What this task involves :: Rewrite the entries below as a numbered list, from the very first line through the line with "xmin=430 ymin=317 xmax=469 ymax=368". Leave out any blank lines.

Materials provided ::
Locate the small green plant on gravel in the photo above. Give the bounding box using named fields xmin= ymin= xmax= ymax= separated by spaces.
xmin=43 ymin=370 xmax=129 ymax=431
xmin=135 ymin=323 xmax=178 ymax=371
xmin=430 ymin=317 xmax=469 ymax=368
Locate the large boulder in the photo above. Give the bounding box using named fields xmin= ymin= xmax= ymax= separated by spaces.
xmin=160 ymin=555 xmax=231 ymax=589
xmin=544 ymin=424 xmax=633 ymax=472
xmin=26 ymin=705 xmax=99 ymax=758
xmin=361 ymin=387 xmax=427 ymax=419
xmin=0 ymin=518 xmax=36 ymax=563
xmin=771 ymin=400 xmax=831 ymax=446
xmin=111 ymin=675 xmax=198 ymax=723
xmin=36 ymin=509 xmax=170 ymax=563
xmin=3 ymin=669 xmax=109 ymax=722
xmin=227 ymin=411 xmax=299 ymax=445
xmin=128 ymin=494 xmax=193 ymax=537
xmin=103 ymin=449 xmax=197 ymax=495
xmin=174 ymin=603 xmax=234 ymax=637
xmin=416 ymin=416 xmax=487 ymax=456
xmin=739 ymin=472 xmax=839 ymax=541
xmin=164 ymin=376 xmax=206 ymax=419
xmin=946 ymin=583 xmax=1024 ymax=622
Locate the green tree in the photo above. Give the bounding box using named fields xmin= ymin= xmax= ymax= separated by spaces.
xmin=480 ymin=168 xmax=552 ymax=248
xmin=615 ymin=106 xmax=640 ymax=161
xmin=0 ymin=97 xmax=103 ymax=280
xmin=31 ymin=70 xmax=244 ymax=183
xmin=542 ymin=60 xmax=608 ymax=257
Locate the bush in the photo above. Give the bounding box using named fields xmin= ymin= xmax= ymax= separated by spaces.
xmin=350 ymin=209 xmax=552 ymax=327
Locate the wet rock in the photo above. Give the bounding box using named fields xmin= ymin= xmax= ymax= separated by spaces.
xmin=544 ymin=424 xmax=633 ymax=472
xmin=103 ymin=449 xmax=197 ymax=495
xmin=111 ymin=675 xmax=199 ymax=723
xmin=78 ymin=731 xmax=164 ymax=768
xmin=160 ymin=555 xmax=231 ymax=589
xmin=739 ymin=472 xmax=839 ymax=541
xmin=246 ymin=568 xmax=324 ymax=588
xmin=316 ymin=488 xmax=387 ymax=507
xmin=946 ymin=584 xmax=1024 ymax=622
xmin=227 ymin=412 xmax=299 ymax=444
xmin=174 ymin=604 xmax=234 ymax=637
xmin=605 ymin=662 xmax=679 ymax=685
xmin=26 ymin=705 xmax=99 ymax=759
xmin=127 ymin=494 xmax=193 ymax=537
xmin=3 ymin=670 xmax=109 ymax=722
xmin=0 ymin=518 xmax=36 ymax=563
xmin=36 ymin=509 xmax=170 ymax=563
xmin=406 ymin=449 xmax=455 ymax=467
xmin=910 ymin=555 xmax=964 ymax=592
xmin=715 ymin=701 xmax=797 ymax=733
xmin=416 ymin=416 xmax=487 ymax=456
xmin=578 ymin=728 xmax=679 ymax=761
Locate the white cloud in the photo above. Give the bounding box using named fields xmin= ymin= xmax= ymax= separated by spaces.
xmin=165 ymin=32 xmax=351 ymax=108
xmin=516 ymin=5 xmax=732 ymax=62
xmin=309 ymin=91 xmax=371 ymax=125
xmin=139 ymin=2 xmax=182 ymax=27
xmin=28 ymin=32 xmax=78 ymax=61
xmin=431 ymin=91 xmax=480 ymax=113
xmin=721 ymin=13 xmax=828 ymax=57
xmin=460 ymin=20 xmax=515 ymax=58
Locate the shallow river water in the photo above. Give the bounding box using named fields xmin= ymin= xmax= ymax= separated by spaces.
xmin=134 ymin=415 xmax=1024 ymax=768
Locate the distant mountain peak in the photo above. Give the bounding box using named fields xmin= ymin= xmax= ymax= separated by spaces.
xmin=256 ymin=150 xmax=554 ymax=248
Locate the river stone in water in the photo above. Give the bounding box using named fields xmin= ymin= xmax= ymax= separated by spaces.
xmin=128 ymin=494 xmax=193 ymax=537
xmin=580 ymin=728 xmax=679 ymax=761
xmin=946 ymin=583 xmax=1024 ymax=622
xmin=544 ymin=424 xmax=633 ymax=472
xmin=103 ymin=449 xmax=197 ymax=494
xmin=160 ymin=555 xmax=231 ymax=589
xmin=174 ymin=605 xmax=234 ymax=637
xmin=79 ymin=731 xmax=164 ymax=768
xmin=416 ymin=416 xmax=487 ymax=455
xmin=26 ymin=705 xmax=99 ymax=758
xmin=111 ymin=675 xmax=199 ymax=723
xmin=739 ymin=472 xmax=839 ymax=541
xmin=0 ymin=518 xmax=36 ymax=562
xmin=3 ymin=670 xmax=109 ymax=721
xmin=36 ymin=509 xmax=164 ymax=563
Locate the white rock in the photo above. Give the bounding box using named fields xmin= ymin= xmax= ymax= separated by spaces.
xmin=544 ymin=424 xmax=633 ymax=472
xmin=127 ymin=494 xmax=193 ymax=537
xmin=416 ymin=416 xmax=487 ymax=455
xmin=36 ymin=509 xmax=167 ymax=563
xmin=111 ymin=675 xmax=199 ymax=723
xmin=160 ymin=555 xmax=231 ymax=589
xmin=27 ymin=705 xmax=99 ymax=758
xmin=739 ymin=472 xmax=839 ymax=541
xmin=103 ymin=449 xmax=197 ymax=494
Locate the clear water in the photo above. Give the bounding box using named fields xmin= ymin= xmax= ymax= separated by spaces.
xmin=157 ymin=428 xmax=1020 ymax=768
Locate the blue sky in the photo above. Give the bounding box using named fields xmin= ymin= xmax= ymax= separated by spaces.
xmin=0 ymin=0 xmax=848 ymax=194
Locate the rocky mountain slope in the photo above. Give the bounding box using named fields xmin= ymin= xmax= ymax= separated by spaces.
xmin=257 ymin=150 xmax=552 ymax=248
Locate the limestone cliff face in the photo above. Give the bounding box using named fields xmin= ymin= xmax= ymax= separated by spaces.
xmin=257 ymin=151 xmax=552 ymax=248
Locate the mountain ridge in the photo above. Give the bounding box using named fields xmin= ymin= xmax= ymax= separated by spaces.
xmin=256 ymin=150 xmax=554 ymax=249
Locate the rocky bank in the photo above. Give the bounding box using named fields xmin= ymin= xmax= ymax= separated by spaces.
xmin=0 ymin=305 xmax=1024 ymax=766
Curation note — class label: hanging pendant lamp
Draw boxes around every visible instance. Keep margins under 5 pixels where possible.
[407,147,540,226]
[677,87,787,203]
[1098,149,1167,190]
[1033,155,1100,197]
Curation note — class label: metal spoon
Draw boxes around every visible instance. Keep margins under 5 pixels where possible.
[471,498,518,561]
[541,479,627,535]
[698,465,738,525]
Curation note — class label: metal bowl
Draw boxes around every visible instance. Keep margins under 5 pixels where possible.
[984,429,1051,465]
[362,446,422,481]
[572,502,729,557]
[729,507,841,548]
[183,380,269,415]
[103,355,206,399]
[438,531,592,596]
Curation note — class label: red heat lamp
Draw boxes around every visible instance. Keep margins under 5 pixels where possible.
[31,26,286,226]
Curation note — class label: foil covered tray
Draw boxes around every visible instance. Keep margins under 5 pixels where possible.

Solution to the problem ::
1. Locate the small green plant on gravel in the photo above. Give the bounding box using named fields xmin= ymin= xmax= ymax= separated by spaces.
2. xmin=43 ymin=370 xmax=129 ymax=431
3. xmin=135 ymin=323 xmax=178 ymax=371
4. xmin=430 ymin=317 xmax=469 ymax=368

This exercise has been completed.